* _Objective_: Copy out the records below, replacing every "single marker" with "single point" and leaving everything else unchanged.

** begin Input records **

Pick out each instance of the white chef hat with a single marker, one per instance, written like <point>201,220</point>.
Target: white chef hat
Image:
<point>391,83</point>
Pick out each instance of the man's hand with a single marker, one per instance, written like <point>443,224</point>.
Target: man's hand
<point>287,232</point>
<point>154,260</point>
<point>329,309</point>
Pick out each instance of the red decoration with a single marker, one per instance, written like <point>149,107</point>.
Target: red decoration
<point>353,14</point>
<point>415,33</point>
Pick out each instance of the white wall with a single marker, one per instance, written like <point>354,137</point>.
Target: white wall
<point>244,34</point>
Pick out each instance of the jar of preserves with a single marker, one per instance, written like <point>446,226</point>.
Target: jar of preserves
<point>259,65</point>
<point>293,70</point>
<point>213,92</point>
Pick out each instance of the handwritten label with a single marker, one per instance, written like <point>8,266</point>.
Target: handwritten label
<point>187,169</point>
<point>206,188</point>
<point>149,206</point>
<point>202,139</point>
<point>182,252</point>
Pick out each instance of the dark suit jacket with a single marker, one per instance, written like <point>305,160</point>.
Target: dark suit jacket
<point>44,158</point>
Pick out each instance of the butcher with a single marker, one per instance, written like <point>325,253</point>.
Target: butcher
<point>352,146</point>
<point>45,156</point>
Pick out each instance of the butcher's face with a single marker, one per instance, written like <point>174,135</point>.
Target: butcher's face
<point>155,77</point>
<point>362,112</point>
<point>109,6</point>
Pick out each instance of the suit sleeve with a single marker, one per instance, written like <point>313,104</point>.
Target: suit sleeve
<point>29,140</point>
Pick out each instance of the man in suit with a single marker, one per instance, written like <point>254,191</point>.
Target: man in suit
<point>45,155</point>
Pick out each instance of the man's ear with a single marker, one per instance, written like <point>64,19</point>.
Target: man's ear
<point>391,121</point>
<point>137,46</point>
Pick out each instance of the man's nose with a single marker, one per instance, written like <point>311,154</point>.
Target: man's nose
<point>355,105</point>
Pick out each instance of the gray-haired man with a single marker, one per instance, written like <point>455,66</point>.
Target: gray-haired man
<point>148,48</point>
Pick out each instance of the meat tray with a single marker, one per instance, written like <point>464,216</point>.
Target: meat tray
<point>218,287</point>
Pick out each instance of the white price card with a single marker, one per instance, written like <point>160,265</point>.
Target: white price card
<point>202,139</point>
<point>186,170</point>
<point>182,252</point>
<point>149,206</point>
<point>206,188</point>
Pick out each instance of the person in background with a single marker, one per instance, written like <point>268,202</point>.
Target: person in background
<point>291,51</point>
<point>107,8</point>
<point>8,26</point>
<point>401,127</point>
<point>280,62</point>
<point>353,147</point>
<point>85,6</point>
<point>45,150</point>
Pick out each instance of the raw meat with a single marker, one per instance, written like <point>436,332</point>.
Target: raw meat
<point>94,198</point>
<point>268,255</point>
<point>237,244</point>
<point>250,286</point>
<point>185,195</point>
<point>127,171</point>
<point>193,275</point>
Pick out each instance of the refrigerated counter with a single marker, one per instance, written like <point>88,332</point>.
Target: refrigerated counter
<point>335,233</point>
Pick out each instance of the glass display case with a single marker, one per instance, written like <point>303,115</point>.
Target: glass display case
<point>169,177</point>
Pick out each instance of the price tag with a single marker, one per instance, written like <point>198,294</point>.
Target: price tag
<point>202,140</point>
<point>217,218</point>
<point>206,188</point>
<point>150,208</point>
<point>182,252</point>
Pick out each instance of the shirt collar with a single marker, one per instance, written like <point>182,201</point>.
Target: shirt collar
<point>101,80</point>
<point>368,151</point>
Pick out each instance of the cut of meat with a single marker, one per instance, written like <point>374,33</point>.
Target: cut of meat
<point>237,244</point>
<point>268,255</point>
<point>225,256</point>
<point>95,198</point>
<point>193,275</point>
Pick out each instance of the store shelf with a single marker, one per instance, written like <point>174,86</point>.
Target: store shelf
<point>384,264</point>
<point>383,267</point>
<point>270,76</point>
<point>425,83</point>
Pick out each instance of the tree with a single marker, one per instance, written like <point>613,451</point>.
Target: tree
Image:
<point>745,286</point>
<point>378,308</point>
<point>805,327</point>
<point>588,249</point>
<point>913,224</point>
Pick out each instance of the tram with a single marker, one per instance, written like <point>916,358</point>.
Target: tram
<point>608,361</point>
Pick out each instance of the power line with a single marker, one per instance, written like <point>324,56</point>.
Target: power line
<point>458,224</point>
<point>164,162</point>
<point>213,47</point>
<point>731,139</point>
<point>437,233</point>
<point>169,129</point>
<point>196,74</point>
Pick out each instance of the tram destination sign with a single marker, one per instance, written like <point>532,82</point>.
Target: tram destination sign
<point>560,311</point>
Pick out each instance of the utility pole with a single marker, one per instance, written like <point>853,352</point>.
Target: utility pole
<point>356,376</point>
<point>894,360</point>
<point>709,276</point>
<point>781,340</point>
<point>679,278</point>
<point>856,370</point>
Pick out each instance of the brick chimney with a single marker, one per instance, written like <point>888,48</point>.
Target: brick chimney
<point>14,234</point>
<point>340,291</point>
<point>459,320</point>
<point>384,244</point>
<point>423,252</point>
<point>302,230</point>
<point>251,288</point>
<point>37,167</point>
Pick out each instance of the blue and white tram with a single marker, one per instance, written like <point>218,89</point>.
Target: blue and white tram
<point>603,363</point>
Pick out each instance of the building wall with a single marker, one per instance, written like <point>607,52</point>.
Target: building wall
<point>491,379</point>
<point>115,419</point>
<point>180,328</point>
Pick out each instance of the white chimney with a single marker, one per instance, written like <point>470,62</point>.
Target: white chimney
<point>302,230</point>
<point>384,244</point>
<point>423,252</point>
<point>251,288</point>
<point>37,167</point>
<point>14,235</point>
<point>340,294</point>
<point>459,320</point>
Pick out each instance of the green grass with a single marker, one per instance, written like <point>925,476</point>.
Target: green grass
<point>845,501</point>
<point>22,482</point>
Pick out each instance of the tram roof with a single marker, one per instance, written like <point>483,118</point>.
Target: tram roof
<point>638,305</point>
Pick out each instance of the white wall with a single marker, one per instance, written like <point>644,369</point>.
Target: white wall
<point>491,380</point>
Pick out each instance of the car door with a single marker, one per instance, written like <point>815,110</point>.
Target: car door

** end Input records **

* _Exercise answer_:
Pick out each instance of the white chef hat with a single point, one per instance, written like <point>201,220</point>.
Target: white chef hat
Image:
<point>391,83</point>
Pick out each instance of the man's hand with a single point, one per instance, written like <point>443,224</point>.
Target: man's hand
<point>287,232</point>
<point>154,260</point>
<point>329,309</point>
Pick out each instance of the red decoration with a single point, one per instance, written like <point>149,107</point>.
Target: red decoration
<point>353,14</point>
<point>415,33</point>
Pick out each instance of the white wall with a single point, one per instance, written like <point>354,137</point>.
Target: white wall
<point>244,34</point>
Pick out each instance of the jar of preserves with a single point, one per instance, written like <point>446,226</point>.
Target: jar of preserves
<point>259,65</point>
<point>293,70</point>
<point>213,92</point>
Pick out each instance of the handwritten label with a single point, one per instance, written like <point>8,266</point>.
Target: handwritten label
<point>187,169</point>
<point>206,188</point>
<point>149,206</point>
<point>202,139</point>
<point>182,252</point>
Pick out each instance of the dark suit jacket with a single point, one per instance, written like <point>305,160</point>.
Target: dark suit jacket
<point>44,158</point>
Pick out each instance of the butcher with a single point, one per instance, written like <point>325,253</point>.
Target: butcher
<point>352,146</point>
<point>45,156</point>
Pick out each instance of the butcher's face with a single point, one per instance, written like <point>174,135</point>.
Target: butcher's face
<point>155,77</point>
<point>362,112</point>
<point>109,6</point>
Pick out each instance of the suit sleeve with a single point, one per instance, written like <point>313,104</point>.
Target: suit sleeve
<point>29,140</point>
Pick out each instance of the man in suit with a single point, one per instance, written like <point>254,191</point>.
Target: man in suit
<point>45,155</point>
Pick out each instance of the man's ear with a single point, one per instance, written like <point>64,19</point>.
Target: man's ear
<point>391,121</point>
<point>137,46</point>
Pick out each instance of the man's nose with a single point, one per instance, written like <point>311,154</point>.
Target: man's nose
<point>355,105</point>
Pick out each instance of the gray-haired man with a single point, one per instance, written like <point>455,66</point>.
Target: gray-haired man
<point>148,48</point>
Pick out each instance of the meat tray with a single point, one per instance, written like <point>464,216</point>.
Target: meat tray
<point>218,287</point>
Pick out each instance of the white price card with a single point, one per instance, written like <point>160,265</point>.
Target: white price card
<point>202,139</point>
<point>186,170</point>
<point>182,252</point>
<point>149,206</point>
<point>206,188</point>
Pick out each instance of the person in background with a single point, one per instance, written like <point>268,202</point>.
Target: person in background
<point>291,51</point>
<point>107,8</point>
<point>8,26</point>
<point>401,127</point>
<point>280,62</point>
<point>353,147</point>
<point>85,6</point>
<point>45,150</point>
Pick out each instance of the raw meat with a single point, one per instance, written like <point>436,332</point>.
Target: raw meat
<point>94,198</point>
<point>268,255</point>
<point>237,244</point>
<point>250,286</point>
<point>185,195</point>
<point>127,171</point>
<point>193,275</point>
Pick out each instance of the refrigerated counter with a single point, one per instance, written like <point>88,332</point>.
Target: refrigerated counter
<point>335,233</point>
Pick out each instance of the glass display case with a single point, one per instance, written like <point>303,115</point>.
Target: glass display case
<point>169,177</point>
Pick out each instance of the price tag with a single point, one per instance, written like <point>198,294</point>.
Target: price tag
<point>202,140</point>
<point>217,218</point>
<point>206,188</point>
<point>150,208</point>
<point>182,252</point>
Pick out each instance of the shirt collar with a single point, one per instance, written like <point>182,201</point>.
Target: shirt collar
<point>101,80</point>
<point>368,151</point>
Pick out each instance of the cut of meat with a single point, one per instance, written like <point>374,33</point>.
Target: cut of meat
<point>237,244</point>
<point>268,255</point>
<point>225,256</point>
<point>95,198</point>
<point>193,275</point>
Pick out each instance of the store shelf with a single point, one per instance, written like <point>174,86</point>.
Target: store shelf
<point>384,264</point>
<point>383,267</point>
<point>270,76</point>
<point>425,83</point>
Pick out each instance of the tree with a single point, one per instance, written like <point>613,451</point>.
Target: tree
Image:
<point>745,286</point>
<point>378,308</point>
<point>805,327</point>
<point>588,249</point>
<point>913,224</point>
Pick out each instance of the tram with a single point, one per instance, written like <point>916,358</point>.
Target: tram
<point>608,361</point>
Pick out each instance of the power line with a single point, one per instance, written like <point>324,56</point>.
Target: power line
<point>458,224</point>
<point>164,162</point>
<point>213,47</point>
<point>731,139</point>
<point>437,233</point>
<point>169,129</point>
<point>196,74</point>
Pick out each instance of the tram destination sign with a single point, one per instance, written like <point>532,82</point>.
Target: tram destination sign
<point>560,311</point>
Pick out each instance of the utility pole with a single point, one per instance, written like <point>853,352</point>.
Target: utility pole
<point>356,376</point>
<point>894,360</point>
<point>709,276</point>
<point>781,340</point>
<point>679,278</point>
<point>856,370</point>
Pick out each instance of the brick chimney with a single point, one per instance, written like <point>888,48</point>.
Target: brick chimney
<point>14,234</point>
<point>340,291</point>
<point>459,320</point>
<point>384,244</point>
<point>423,252</point>
<point>302,230</point>
<point>251,288</point>
<point>37,167</point>
Pick out each instance of the blue and white tram with a single point, one per instance, written like <point>218,89</point>.
Target: blue and white tram
<point>603,363</point>
Pick out each instance of the building wall with a single point, one per instance, written like <point>607,52</point>.
Target: building wall
<point>491,379</point>
<point>115,419</point>
<point>180,328</point>
Pick out each instance of the white chimney with a single point, one per instance, written like <point>470,62</point>.
Target: white chimney
<point>302,230</point>
<point>384,244</point>
<point>423,252</point>
<point>251,288</point>
<point>37,167</point>
<point>14,235</point>
<point>340,294</point>
<point>459,320</point>
Pick out each instance of the green grass with a single point, one per instance, written like <point>925,476</point>.
Target: green grass
<point>845,501</point>
<point>22,482</point>
Pick out each instance of the tram roof with a single point, one per instance, written like <point>483,118</point>.
Target: tram roof
<point>638,305</point>
Pick out each instance of the white wall with a single point, one per instance, written like <point>644,369</point>.
Target: white wall
<point>491,380</point>
Pick out each instance of the car door with a single point, one per instance, written like <point>815,110</point>.
Target: car door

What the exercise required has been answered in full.